#### GIVEN DATA ####

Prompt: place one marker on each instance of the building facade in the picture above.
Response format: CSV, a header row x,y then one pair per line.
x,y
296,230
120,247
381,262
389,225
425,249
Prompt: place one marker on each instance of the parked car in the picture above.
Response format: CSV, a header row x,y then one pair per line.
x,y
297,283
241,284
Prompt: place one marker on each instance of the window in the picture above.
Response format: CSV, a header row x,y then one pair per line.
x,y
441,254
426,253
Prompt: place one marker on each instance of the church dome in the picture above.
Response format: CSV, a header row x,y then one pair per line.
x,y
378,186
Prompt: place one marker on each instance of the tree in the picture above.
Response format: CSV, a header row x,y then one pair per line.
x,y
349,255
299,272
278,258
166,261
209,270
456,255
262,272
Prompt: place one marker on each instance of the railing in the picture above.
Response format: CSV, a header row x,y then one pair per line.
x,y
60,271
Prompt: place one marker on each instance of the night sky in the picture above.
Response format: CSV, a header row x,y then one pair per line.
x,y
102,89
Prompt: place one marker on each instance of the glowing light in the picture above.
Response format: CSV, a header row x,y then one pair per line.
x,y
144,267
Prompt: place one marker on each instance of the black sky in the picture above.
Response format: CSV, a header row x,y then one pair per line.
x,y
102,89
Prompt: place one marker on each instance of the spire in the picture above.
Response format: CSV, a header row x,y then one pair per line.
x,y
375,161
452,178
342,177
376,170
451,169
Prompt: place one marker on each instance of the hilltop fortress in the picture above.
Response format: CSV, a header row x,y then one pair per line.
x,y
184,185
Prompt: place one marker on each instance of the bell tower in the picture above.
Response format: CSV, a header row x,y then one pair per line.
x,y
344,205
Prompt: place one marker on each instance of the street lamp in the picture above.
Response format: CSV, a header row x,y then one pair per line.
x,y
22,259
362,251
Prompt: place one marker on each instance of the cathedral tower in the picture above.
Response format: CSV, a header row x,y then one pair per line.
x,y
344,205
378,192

####
#### GIVEN DATA ####

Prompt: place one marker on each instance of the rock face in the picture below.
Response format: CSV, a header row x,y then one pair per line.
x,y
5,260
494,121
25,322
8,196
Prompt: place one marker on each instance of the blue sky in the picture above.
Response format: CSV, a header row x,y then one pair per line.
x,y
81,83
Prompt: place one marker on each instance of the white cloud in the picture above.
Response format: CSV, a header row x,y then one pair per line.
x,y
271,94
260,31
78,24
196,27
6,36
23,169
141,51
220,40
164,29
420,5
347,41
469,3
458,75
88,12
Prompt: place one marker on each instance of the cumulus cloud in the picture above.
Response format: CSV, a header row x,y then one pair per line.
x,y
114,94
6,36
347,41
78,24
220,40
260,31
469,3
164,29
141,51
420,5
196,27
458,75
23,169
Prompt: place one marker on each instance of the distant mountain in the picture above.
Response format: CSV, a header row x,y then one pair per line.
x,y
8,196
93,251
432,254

####

[SET TASK]:
Please count the lines of the data above that contain the string "tower", with case counting, and give only the number.

[TASK ANSWER]:
2